The Lightning is the first all British supersonic jet fighter aircraft, which has its roots in the Cold War period, when there was a fear of Russian bombers flying at extremely high altitudes and the need to be able to counter that threat.
The jet also saw extensive service, not only with the Royal Air Force of Great Britain, but also with the Royal Saudi Air Force.
If you want to know any more about the origins of this aircraft, please refer to the manual which accompanies the package - it really is worth taking the time to read, trust me!
I remember that I always use to read about the Lightning and its incredible performance, so naturally my curiosity was tickled when Just Flight released their Lightning. Without further ado, let us see what it looks like!
Installation and documentation
After purchasing the aircraft from the website, you will have to activate it on your account at Just Flight, which is a quick and painless process. The downloadable installer is 301MB large, and download speeds are good as can be expected.
You simply double click on the installer, select to run it, and it will automatically check your license validity with the server at Just Flight. After that, you can select your preferred language, which will then take you to the rest of the installation.
As per usual you will be asked to confirm the EULA, then select your FSX directory, click next and the installation will then run. Installation will take about 30-45 seconds to complete, upon which you are prompted to restart your computer. Once you have done so, the installation is complete.
In your FSX directory, you will now have a Just Flight folder, including a EE Lightning sub-folder, inside of which you will find the following:-
1. A folder with the paintkit for the aircraft; and
2. Your flight manual.
The manual for the aircraft consists of 48 pages, which covers the following topics:-
1. An introduction, which is an extremely detailed and fascinating view into the history of the aircraft and the various different marks and technical specifications of the different aircraft;
2. A section covering the aircraft included in this package;
3. A detailed technical analyses of the aircraft’s specifications and performance data;
4. Installation guide;
5. A section titled “Getting to know the Lightning”, which explains some real world and simulator aspects of the aircraft;
6. A cockpit guide, including a quick start and normal (manual) start of the Lightning, which excludes the use of the gang bar (more on that later);
7. A guide on flying this magnificent aircraft;
9. Copyright information; and
10. A section on software piracy.

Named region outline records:
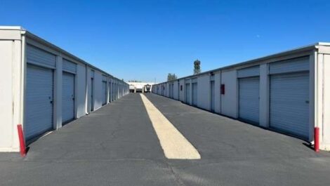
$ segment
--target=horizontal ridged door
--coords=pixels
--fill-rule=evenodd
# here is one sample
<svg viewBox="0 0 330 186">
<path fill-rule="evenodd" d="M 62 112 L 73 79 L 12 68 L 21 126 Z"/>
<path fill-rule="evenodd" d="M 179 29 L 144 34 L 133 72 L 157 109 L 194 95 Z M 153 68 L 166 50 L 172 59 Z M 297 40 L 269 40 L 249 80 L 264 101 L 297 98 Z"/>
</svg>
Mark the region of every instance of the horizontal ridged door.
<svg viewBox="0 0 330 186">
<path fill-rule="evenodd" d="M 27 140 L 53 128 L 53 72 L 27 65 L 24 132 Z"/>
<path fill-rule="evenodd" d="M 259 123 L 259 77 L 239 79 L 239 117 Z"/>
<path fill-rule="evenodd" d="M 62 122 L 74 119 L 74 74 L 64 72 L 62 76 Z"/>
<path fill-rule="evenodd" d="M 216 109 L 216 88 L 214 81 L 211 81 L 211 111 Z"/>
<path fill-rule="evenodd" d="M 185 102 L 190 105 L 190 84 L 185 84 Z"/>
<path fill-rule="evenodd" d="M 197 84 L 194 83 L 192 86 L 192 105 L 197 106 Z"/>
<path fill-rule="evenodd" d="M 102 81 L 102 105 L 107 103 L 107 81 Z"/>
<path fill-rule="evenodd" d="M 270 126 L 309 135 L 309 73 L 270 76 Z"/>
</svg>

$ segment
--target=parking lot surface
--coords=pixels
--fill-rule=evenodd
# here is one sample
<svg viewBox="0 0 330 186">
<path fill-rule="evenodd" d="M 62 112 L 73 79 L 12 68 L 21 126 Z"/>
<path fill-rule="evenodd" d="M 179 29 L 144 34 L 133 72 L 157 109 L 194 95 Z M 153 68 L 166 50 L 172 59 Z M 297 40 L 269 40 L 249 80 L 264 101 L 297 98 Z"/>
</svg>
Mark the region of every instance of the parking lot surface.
--
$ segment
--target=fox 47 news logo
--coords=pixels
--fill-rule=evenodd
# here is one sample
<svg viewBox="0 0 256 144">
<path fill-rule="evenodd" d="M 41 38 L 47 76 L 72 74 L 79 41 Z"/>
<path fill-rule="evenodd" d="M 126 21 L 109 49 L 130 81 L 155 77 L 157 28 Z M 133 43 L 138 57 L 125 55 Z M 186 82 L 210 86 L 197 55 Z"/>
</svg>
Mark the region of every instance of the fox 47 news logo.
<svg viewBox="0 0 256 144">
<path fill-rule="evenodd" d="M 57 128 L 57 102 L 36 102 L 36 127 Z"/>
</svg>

_TASKS_.
#1 Can you quote the Lightning review word for word, starting at "The manual for" and ending at "on software piracy."?
#2 Could you continue the Lightning review from the point where it stops?

_THE RESULTS_.
#1
The manual for the aircraft consists of 48 pages, which covers the following topics:-
1. An introduction, which is an extremely detailed and fascinating view into the history of the aircraft and the various different marks and technical specifications of the different aircraft;
2. A section covering the aircraft included in this package;
3. A detailed technical analyses of the aircraft’s specifications and performance data;
4. Installation guide;
5. A section titled “Getting to know the Lightning”, which explains some real world and simulator aspects of the aircraft;
6. A cockpit guide, including a quick start and normal (manual) start of the Lightning, which excludes the use of the gang bar (more on that later);
7. A guide on flying this magnificent aircraft;
9. Copyright information; and
10. A section on software piracy.

#2
I found the manual to have been useful, friendly and to cover all the aspects that I needed to get the aircraft down (or up I suppose!). If you bought the boxed version, you would get the PDF manual in printed version as well.
You also get a very handy reference sheet in HMTL format which you can use inside of FSX as you would normal reference pages for your other aircraft, only this one is considerably more packed with useful information, not just the numbers required to fly the aircraft but also the location of all gauges and a brief explanation of what they do or what they indicate.
You also get profile information and some warnings about the aerodynamic efficiencies/deficiencies of this aircraft which you need to know, i.e. do not stall the aircraft below 120 KIAS in the stall, the airplane will enter an unrecoverable spin. And yes, it does!
So all in all I was very impressed with the documentation in this package and the little extra they did with the reference sheet, really does go a long way to add to the overall quality of not only the documentation, but the package as a whole.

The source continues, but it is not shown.